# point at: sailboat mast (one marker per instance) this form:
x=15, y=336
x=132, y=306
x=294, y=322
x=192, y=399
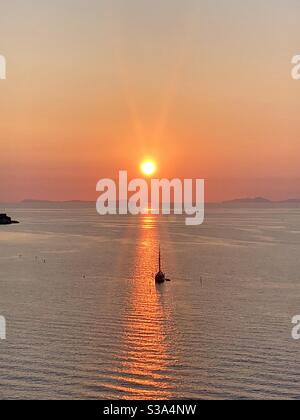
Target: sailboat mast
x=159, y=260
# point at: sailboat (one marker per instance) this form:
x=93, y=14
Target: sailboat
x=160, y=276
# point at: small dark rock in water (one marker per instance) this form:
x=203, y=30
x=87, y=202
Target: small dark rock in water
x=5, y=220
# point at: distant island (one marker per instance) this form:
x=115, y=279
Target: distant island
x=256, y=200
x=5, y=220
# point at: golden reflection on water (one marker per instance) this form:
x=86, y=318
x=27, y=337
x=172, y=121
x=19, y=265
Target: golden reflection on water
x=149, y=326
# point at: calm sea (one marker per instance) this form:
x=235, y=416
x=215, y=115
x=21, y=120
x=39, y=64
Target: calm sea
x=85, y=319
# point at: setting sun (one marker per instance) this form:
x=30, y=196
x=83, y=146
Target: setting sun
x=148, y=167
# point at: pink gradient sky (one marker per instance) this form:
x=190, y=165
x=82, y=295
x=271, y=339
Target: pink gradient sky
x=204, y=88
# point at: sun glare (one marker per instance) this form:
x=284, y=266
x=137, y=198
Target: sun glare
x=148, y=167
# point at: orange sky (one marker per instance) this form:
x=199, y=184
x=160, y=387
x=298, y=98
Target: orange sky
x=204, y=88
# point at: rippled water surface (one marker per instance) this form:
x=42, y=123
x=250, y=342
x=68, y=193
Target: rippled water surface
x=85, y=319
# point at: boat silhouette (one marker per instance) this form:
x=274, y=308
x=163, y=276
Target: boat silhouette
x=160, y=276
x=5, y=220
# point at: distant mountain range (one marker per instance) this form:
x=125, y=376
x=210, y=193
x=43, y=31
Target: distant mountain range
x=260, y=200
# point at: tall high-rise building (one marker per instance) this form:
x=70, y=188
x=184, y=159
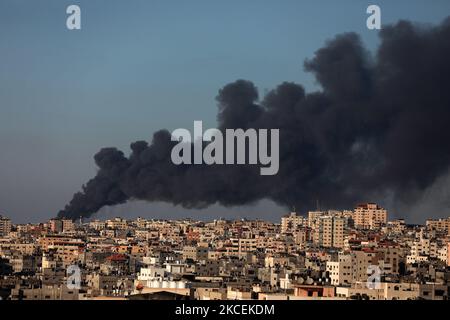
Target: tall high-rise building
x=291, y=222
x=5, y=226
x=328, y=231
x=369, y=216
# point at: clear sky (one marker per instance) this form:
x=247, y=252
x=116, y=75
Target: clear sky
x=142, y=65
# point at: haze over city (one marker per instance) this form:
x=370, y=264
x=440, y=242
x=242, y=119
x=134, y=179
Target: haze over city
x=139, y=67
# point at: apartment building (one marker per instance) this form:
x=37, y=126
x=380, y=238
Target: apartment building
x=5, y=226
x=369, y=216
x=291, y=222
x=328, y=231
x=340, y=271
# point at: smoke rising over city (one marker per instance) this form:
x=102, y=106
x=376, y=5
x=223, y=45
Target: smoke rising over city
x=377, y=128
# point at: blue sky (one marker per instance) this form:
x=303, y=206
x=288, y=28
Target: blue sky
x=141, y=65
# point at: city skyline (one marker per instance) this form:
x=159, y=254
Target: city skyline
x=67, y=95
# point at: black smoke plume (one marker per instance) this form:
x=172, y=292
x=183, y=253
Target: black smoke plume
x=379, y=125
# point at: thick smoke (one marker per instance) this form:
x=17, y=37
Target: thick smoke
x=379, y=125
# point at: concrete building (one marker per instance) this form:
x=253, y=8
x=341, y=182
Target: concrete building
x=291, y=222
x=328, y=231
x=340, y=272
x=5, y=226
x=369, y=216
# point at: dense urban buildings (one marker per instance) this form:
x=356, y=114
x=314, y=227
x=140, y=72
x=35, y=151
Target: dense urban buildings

# REQUIREMENT
Rewrite the rows from the line with "# point at: rippled" through the end of the rows, changing "concrete" to "brick" and keeping everything else the same. Leave the pictures out of your answer.

# OUTPUT FOR THIS TASK
# point at: rippled water surface (one marker per instance) this form:
x=42, y=123
x=250, y=342
x=68, y=193
Target: rippled water surface
x=85, y=319
# point at: boat silhouette (one marker per instance) this form:
x=274, y=308
x=163, y=276
Target: boat silhouette
x=160, y=276
x=5, y=220
# point at: distant mountain range (one marker per instance) this form:
x=125, y=376
x=210, y=193
x=43, y=31
Target: distant mountain range
x=260, y=200
# point at: tall high-rise building (one marker per instance) this form:
x=70, y=188
x=184, y=159
Target: tall high-rise building
x=291, y=222
x=5, y=226
x=328, y=231
x=369, y=216
# point at: clear sky (one marker per instance) this form:
x=247, y=252
x=116, y=75
Target: clear sky
x=142, y=65
# point at: haze over city (one marker per instance) this form:
x=370, y=264
x=440, y=242
x=242, y=119
x=134, y=179
Target: haze over city
x=139, y=67
# point at: apartment building (one marker per instance) this form:
x=37, y=126
x=380, y=238
Target: apartment building
x=5, y=226
x=369, y=216
x=291, y=222
x=328, y=231
x=340, y=271
# point at: smoke rising over city (one marker per instance) this form:
x=102, y=106
x=376, y=5
x=223, y=45
Target: smoke rising over city
x=377, y=128
# point at: blue sky (one marker per instance) this form:
x=303, y=206
x=288, y=28
Target: blue sky
x=141, y=65
# point at: city skyline (one marker per instance) this form:
x=159, y=254
Target: city skyline
x=67, y=95
# point at: black smoke plume (one marker per instance) this form:
x=172, y=292
x=183, y=253
Target: black smoke plume
x=379, y=125
# point at: thick smoke (one marker per instance) this form:
x=17, y=37
Target: thick smoke
x=379, y=125
# point at: brick building (one marker per instance) this form:
x=253, y=8
x=341, y=182
Target: brick building
x=291, y=222
x=328, y=231
x=340, y=272
x=5, y=226
x=369, y=216
# point at: dense urban buildings (one marker per instance) this form:
x=356, y=114
x=314, y=227
x=140, y=72
x=35, y=151
Target: dense urban buildings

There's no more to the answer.